(Contour annotation records)
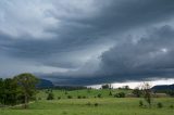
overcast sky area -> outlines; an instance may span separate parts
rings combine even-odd
[[[165,84],[174,0],[0,0],[0,77],[26,72],[55,85]]]

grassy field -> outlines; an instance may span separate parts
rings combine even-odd
[[[61,97],[60,100],[45,100],[46,92],[40,91],[37,97],[42,98],[29,104],[28,110],[22,107],[0,108],[0,115],[173,115],[174,105],[173,98],[153,99],[152,107],[139,106],[138,98],[113,98],[110,97],[109,90],[76,90],[53,91],[55,97]],[[119,92],[113,90],[113,93]],[[128,93],[128,91],[126,91]],[[102,98],[94,98],[98,93],[102,93]],[[67,99],[71,94],[73,99]],[[77,95],[88,94],[87,99],[77,99]],[[163,104],[162,108],[157,107],[157,103]],[[145,103],[145,102],[144,102]]]

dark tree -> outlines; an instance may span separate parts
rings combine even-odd
[[[142,84],[142,94],[146,102],[149,104],[149,107],[151,107],[152,94],[151,94],[151,87],[148,82]]]
[[[24,107],[26,108],[29,100],[36,94],[38,79],[29,73],[24,73],[15,76],[14,80],[17,82],[18,90],[24,97]]]

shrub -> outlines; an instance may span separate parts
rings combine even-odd
[[[119,92],[119,93],[114,94],[114,98],[125,98],[125,93]]]
[[[173,106],[173,105],[170,105],[170,107],[173,108],[174,106]]]
[[[101,93],[99,93],[97,97],[98,97],[98,98],[101,98]]]
[[[91,105],[91,103],[90,103],[90,102],[88,102],[88,103],[86,103],[86,105],[90,106],[90,105]]]
[[[112,92],[110,91],[109,95],[112,95]]]
[[[67,95],[67,99],[72,99],[73,97],[72,95]]]
[[[98,106],[99,105],[99,103],[95,103],[95,106]]]
[[[64,94],[67,94],[67,91],[65,91]]]
[[[86,99],[86,97],[84,95],[83,99]]]
[[[141,100],[139,101],[139,106],[144,106],[144,102]]]
[[[159,102],[159,103],[157,103],[157,106],[158,106],[159,108],[162,108],[162,107],[163,107],[163,104],[162,104],[161,102]]]
[[[41,100],[41,98],[39,97],[38,100]]]
[[[58,97],[58,100],[60,100],[61,99],[61,97]]]
[[[77,97],[77,99],[82,99],[82,97],[80,97],[80,95],[78,95],[78,97]]]
[[[49,92],[49,93],[48,93],[48,97],[47,97],[47,100],[53,100],[53,99],[54,99],[53,93],[52,93],[52,92]]]

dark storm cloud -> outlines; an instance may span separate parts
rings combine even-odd
[[[1,4],[5,5],[0,8],[0,50],[34,65],[67,69],[48,75],[58,84],[173,77],[174,31],[172,26],[158,26],[174,18],[173,0],[2,0]],[[146,28],[150,33],[138,34]],[[140,37],[127,39],[128,35]]]

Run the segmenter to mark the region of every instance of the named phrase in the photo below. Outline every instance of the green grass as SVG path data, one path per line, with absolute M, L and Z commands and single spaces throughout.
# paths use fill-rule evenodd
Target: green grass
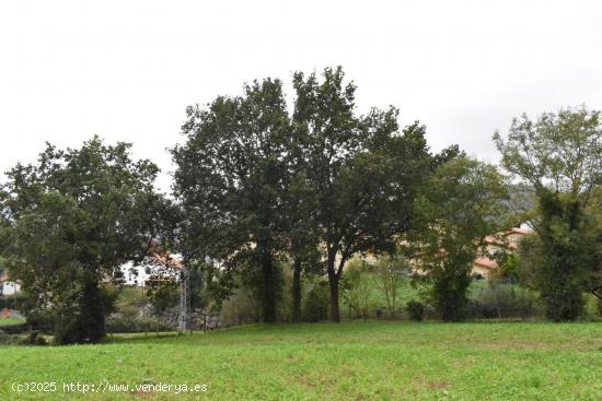
M 56 381 L 54 393 L 12 382 Z M 199 394 L 62 392 L 62 382 L 205 384 Z M 106 344 L 0 347 L 0 400 L 602 400 L 602 325 L 247 326 Z
M 14 326 L 14 325 L 21 325 L 25 322 L 24 319 L 18 319 L 18 318 L 1 318 L 0 319 L 0 327 L 2 326 Z

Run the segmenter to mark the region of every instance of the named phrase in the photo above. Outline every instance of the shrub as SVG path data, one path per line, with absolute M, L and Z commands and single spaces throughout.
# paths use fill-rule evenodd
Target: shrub
M 409 300 L 405 305 L 405 310 L 412 320 L 421 321 L 425 318 L 425 305 L 418 300 Z
M 321 321 L 328 319 L 328 309 L 331 307 L 331 295 L 328 285 L 320 282 L 310 290 L 303 304 L 303 320 Z
M 543 307 L 537 294 L 516 284 L 495 281 L 476 294 L 467 308 L 473 318 L 521 318 L 541 316 Z

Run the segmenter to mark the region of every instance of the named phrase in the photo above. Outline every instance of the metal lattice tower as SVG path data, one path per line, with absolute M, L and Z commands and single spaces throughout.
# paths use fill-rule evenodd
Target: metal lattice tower
M 180 278 L 180 330 L 192 330 L 190 312 L 190 273 L 184 267 Z

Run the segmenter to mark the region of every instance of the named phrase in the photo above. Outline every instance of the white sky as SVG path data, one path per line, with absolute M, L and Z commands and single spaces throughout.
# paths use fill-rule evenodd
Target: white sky
M 602 109 L 602 1 L 4 0 L 0 170 L 99 133 L 169 172 L 187 105 L 337 64 L 359 111 L 393 104 L 435 150 L 496 161 L 522 111 Z

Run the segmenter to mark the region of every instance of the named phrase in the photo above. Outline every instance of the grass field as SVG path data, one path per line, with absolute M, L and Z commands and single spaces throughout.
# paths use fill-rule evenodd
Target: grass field
M 55 392 L 11 390 L 56 382 Z M 63 392 L 63 382 L 129 392 Z M 206 392 L 138 384 L 207 385 Z M 50 388 L 49 388 L 50 389 Z M 101 345 L 0 347 L 0 400 L 602 400 L 601 323 L 247 326 Z

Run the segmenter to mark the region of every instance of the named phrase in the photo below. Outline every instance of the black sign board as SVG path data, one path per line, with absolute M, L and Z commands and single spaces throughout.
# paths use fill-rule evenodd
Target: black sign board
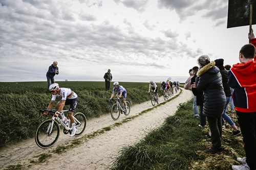
M 227 28 L 250 25 L 250 6 L 252 4 L 252 24 L 256 24 L 256 0 L 228 0 Z

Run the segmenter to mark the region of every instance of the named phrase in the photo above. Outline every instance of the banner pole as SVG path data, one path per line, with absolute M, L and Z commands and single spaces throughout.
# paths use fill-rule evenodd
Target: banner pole
M 251 26 L 252 25 L 252 4 L 250 5 L 250 28 L 249 29 L 249 34 L 251 32 Z M 250 43 L 251 41 L 249 39 L 249 43 Z

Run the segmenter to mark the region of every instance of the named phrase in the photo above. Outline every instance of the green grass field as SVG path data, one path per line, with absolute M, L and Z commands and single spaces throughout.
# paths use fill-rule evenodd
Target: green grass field
M 70 88 L 78 95 L 76 112 L 87 118 L 99 117 L 110 111 L 111 89 L 105 91 L 104 82 L 56 82 L 60 87 Z M 150 100 L 149 83 L 119 82 L 127 91 L 127 101 L 133 104 Z M 160 86 L 160 83 L 158 84 Z M 46 82 L 0 82 L 0 146 L 33 137 L 37 126 L 45 118 L 38 110 L 46 109 L 51 94 Z M 57 102 L 55 102 L 57 103 Z M 68 106 L 65 109 L 69 108 Z

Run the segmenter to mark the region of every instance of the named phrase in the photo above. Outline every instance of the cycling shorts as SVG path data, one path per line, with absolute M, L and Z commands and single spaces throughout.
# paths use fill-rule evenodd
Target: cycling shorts
M 155 90 L 155 89 L 156 89 L 156 92 L 157 93 L 158 91 L 157 91 L 157 87 L 155 88 L 155 87 L 152 87 L 152 90 Z

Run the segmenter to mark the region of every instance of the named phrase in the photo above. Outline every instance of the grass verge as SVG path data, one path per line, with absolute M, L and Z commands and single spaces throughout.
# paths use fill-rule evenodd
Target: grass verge
M 24 170 L 26 169 L 27 167 L 31 167 L 33 165 L 45 162 L 48 160 L 50 158 L 51 158 L 53 156 L 53 155 L 54 154 L 60 155 L 64 153 L 65 152 L 68 151 L 72 148 L 75 148 L 79 145 L 83 144 L 89 139 L 94 138 L 99 135 L 103 134 L 107 131 L 110 131 L 116 127 L 118 127 L 121 126 L 124 123 L 131 121 L 135 118 L 143 114 L 145 114 L 153 109 L 155 109 L 155 108 L 157 108 L 165 104 L 167 102 L 169 102 L 178 97 L 181 93 L 182 91 L 182 90 L 180 89 L 179 93 L 178 94 L 172 97 L 172 98 L 168 99 L 166 101 L 164 101 L 162 103 L 160 103 L 159 104 L 158 104 L 157 105 L 155 106 L 152 108 L 143 110 L 136 115 L 127 117 L 125 119 L 123 119 L 120 122 L 117 122 L 110 126 L 102 128 L 101 129 L 99 129 L 94 132 L 86 134 L 79 138 L 75 138 L 67 143 L 58 146 L 56 149 L 48 152 L 48 153 L 47 154 L 42 153 L 38 155 L 35 155 L 33 156 L 33 158 L 29 159 L 28 162 L 23 162 L 23 163 L 19 163 L 18 164 L 17 164 L 16 165 L 9 165 L 3 169 L 3 170 Z
M 168 117 L 160 128 L 149 133 L 140 142 L 123 148 L 113 162 L 117 169 L 230 169 L 237 157 L 244 156 L 241 135 L 233 137 L 228 124 L 223 129 L 221 154 L 204 151 L 211 145 L 204 138 L 208 126 L 198 126 L 199 118 L 193 116 L 193 100 L 180 104 L 174 116 Z M 235 122 L 235 114 L 228 113 Z

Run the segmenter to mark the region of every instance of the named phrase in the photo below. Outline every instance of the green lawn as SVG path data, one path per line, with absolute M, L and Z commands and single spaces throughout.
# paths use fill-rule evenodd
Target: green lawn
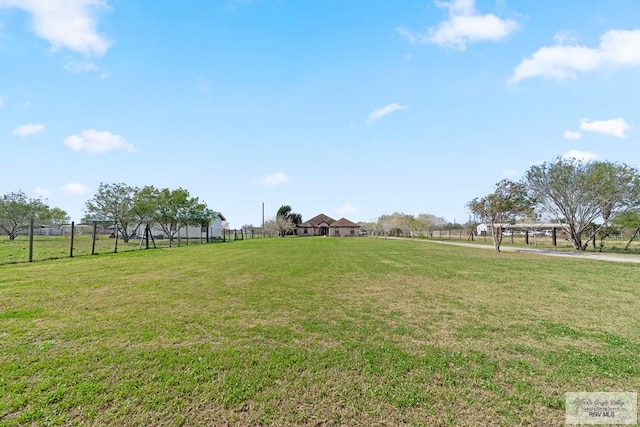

The exercise >> Output, as a numbered list with blank lines left out, the lines of the rows above running from the line containing "of the cycling" up to and including the line containing "M 155 90 L 155".

Solution for this task >>
1. Run the segmenter to mark the region of every instance of the named phrase in the photo above. Outline every instance of the cycling shorts as SVG path data, one path per line, with absolute M, L and Z commands and single spaces throughout.
2. # paths use fill-rule evenodd
3. Target: cycling shorts
4. M 155 90 L 155 89 L 156 89 L 156 92 L 157 93 L 158 91 L 157 91 L 157 87 L 155 88 L 155 87 L 152 87 L 152 90 Z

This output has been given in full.